> [Dataset rows on where objects appear]
***
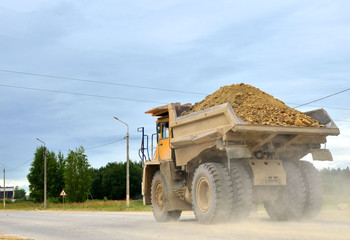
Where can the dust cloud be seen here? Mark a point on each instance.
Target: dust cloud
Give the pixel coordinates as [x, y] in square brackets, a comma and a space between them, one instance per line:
[329, 224]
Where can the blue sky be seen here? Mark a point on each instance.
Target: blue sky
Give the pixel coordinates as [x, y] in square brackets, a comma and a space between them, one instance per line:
[297, 51]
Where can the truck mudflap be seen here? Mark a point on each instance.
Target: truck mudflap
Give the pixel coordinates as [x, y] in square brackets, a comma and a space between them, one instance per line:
[321, 154]
[267, 172]
[173, 187]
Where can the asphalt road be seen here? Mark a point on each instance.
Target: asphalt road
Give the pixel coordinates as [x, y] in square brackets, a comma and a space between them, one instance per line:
[44, 225]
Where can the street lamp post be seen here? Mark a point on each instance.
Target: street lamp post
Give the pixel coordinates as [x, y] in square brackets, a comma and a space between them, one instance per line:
[45, 189]
[127, 164]
[4, 201]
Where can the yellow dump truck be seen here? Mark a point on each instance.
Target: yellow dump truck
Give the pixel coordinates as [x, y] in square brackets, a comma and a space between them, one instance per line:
[215, 164]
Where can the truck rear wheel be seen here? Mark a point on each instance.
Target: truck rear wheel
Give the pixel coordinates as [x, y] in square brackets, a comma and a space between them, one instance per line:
[314, 189]
[211, 193]
[242, 191]
[158, 201]
[290, 202]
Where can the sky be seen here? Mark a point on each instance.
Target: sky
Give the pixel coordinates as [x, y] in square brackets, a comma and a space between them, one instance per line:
[149, 53]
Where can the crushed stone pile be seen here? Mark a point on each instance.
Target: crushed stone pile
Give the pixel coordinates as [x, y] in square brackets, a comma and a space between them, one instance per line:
[255, 107]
***
> [Exercise task]
Every entry must be reproduced exactly, with the images left out.

> [Response]
Where can the dust cloud be seen here? Mark a point on each instance.
Target: dust cloud
Give the pixel coordinates as [x, y] in square brackets, a comma and a space between them, one instance per line:
[329, 224]
Where can the blue sky be seen here? Mark a point on each instance.
Target: blue sky
Give the pixel coordinates as [x, y] in square brackets, a comma and a space between them, one instance per line:
[297, 51]
Where can the truck mudflap be seen here? Mark a point on each instance.
Target: truck mudflap
Give the pixel coordinates as [x, y] in square brackets, a comma and a space between them, one instance per line:
[321, 154]
[267, 172]
[173, 187]
Where can the asphalt road be seen here? Mark a point on each instance.
Target: asphalt road
Give the pixel coordinates as [x, y] in square brackets, a comma and a space between them, one instance per line:
[44, 225]
Where can the street lamp post be seen here? Mark a point on each instance.
Target: street lamp post
Give the pixel coordinates as [x, y] in square brackets, a comma and a space between them, one instance per line:
[45, 189]
[127, 164]
[4, 201]
Where can the yellow dump truck be seen here? Mark a point on each instance.
Target: yellow dump truck
Give the pixel coordinates as [x, y] in square brackets, a comma and a space between them, one instance per line:
[215, 164]
Where can the truck rear wheel be seen here? Mark a point on each instance.
Target: truck rear wheel
Give the pixel coordinates as [x, y] in square brackets, a comma and a space between them, one instance per line:
[314, 189]
[211, 193]
[242, 191]
[158, 201]
[290, 202]
Where can the sky be seen here? Mark a point on each instance.
Target: sky
Give the pixel coordinates as [x, y] in square brackets, a comma and a space between them, one instance per line:
[149, 53]
Where can the crushed stone pile be seen here? Mark a point on each instance.
Target: crushed stone pile
Give the pixel coordinates as [x, y] in square brackets, a comma and a space between them, one instance per line:
[255, 107]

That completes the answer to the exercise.